Lines before the one containing "compact form (429,45)." are to be left out; that line and every line after it, through the last line below, are to be reproduced exactly.

——

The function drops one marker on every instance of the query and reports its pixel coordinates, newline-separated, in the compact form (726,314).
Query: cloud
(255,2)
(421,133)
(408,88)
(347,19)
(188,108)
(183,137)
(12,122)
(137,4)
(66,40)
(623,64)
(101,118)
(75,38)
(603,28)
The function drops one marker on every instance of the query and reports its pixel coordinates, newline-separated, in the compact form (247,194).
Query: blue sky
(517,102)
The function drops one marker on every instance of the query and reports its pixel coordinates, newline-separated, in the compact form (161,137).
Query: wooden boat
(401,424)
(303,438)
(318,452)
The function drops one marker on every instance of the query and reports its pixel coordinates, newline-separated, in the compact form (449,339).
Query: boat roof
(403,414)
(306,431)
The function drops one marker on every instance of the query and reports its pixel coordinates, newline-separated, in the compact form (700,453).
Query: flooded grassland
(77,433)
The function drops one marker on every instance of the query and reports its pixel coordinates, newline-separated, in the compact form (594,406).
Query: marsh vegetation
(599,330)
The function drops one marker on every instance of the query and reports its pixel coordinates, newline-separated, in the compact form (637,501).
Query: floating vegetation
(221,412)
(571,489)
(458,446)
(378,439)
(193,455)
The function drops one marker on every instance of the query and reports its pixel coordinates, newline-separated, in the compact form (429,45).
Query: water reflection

——

> Reply to the exercise
The function drops one marker on every instance of the query and reports its pixel coordinates, newline-separated, in the compact form (429,45).
Query: water reflection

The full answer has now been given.